§ **Задания**
A) Перечислите всех персонажей «Горя от ума», которых называет отрывок о вступительном экзамене во ВГИК.
B) Выпишите дословно часть отрывка о вступительном экзамене во ВГИК, которая начинается со слов, содержащих «Литература устно. Захожу, беру», и заканчивается словами «ее не удастся.».
C) Продолжите отрывок о вступительном экзамене во ВГИК, начав сразу после его последней фразы.

── Предоставленный отрывок

Литература устно. Захожу, беру билет. Рядом сидит, готовится красавица-абитуриентка, пишет рассказы, была ассистенткой у Чухрая (от одних имен голова идет кругом). "Тема и идея в "Поднятой целине", шепчет она. Начинаю объяснять, чувствую – не понимает. "А ты роман читала?", - шепчу ей в ответ. "Кино видела…" Ну, понятно… Во ВГИКе, на вступительных, подсказок не боялись, кто же будет при таком конкурсе поддерживать конкурента? Но мне было не жалко, да и девушка - действительно очень красива. Я попытался ей что-то написать, но быстро понял, что она не помнит даже фамилий героев, и спасти ее не удастся.
Мой билет меня особо не волновал – "Горе от ума": Фамусов-Чацкий, Скалозуб-Молчалин… Ну, несколько слов об эпохе, о "лишнем человеке" для антуража, - проскочим. Что ж я, содержание не расскажу? Да я одних цитат знаю столько…. Но я плохо представлял себе, с каким ВУЗом имею дело. Доцент Бахмутский, как я потом убедился в годы учебы, человек и преподаватель более чем непростой (впрочем, простых я во ВГИКе почти не встречал) прочел в моем билете вопрос и ударил сходу. "А почему "комедия"? - быстро спросил он, не дав мне открыть рот. – Это что, смешно?"
Ага, понял я, значит, с пересказом сюжета не прокатит, надо что-то иное. А что? Ну-ну…
"Нет, конечно, - ответил я и, переведя дыхание от неожиданности, почувствовал, что, кажется, могу нащупать нужную тропку в топкой и вязкой трясине под ногами, а потому - осмелев, и даже чуть обнаглев, добавил: "Все это было бы смешно, когда бы не было…" Бахмутский удовлетворенно-благосклонно кивнув, перебил меня: "Тогда почему, все-таки, "комедия"?"

────
── Извлечённый материал

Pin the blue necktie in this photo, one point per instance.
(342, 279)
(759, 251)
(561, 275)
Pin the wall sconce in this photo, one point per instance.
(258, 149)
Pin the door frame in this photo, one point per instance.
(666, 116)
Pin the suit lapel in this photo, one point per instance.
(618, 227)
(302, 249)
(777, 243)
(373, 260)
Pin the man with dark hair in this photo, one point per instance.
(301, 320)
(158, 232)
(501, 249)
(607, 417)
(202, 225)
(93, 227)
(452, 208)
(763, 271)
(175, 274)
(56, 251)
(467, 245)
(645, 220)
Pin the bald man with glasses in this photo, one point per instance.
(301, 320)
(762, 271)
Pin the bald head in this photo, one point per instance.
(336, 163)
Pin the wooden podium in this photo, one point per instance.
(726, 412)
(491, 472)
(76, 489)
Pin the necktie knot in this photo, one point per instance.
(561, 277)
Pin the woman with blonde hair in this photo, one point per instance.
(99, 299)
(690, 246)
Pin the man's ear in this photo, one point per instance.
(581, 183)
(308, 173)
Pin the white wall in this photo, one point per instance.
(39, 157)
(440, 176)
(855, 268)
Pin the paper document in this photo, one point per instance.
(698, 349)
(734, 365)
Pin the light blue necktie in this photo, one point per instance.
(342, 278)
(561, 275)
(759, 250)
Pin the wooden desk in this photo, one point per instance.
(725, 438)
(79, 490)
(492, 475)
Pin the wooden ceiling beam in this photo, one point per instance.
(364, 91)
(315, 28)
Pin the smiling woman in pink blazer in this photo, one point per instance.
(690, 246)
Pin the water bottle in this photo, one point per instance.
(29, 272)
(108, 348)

────
── Извлечённый материал

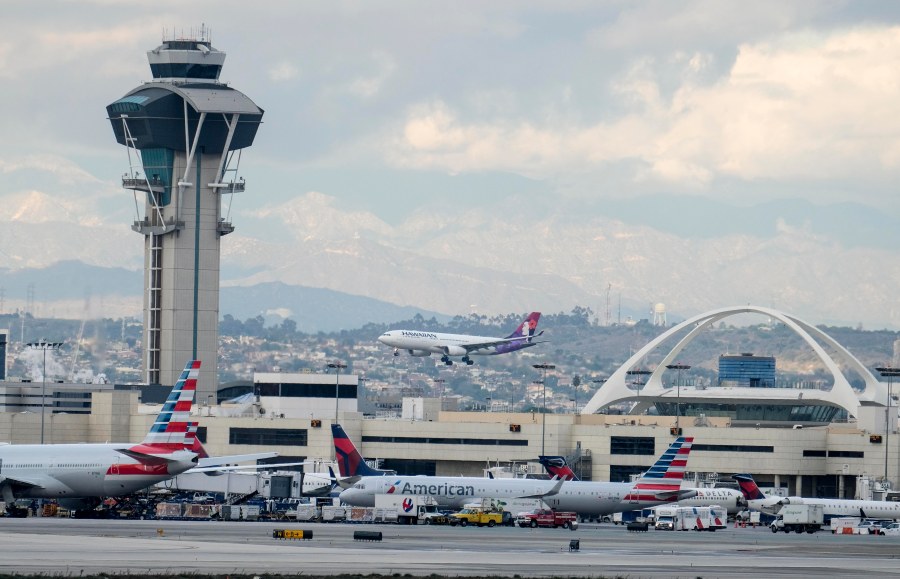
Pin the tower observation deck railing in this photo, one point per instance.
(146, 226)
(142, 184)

────

§ **Ответы**
A) Фамусов, Чацкий, Скалозуб, Молчалин.

B)
Литература устно. Захожу, беру билет. Рядом сидит, готовится красавица-абитуриентка, пишет рассказы, была ассистенткой у Чухрая (от одних имен голова идет кругом). "Тема и идея в "Поднятой целине", шепчет она. Начинаю объяснять, чувствую – не понимает. "А ты роман читала?", - шепчу ей в ответ. "Кино видела…" Ну, понятно… Во ВГИКе, на вступительных, подсказок не боялись, кто же будет при таком конкурсе поддерживать конкурента? Но мне было не жалко, да и девушка - действительно очень красива. Я попытался ей что-то написать, но быстро понял, что она не помнит даже фамилий героев, и спасти ее не удастся.

C)
В такой завуалированной похвале я почувствовал симпатию и поддержку, но это ничего не решало. Не знаю, понял ли Бахмутский, но, приведя к месту цитату, я заманивал его к повторению вопроса (мол, на поверхностной эрудиции не выедешь, ты знания покажи), а значит, выигрывал несколько секунд. И не ошибся, вопрос прозвучал еще раз, и я получил эти секундочки, которых хватило, чтобы подцепить из памяти и почти докрутить мысль. И я рискнул (была – не была): "Это – комедия, потому что произведение соответствует триединству Буало, которое по жанру определяет комедию при соблюдении единства места, времени и образа действия. В то же время…" Увидев, что я разгоняюсь для дальнейшей демонстрации знаний, Бахмутский сделал предупреждающий знак рукой и царственно вынес приговор: "Достаточно. Все понятно. Отлично!" Уходя, я краем глаза заметил, как смиренно идет в пасть крокодила моя несчастная красавица-соседка, которой, наверное, ВГИК был нужен гораздо больше, чем мне. Смотреть на это было невозможно, но что делать? В джунглях каждый погибает в одиночку.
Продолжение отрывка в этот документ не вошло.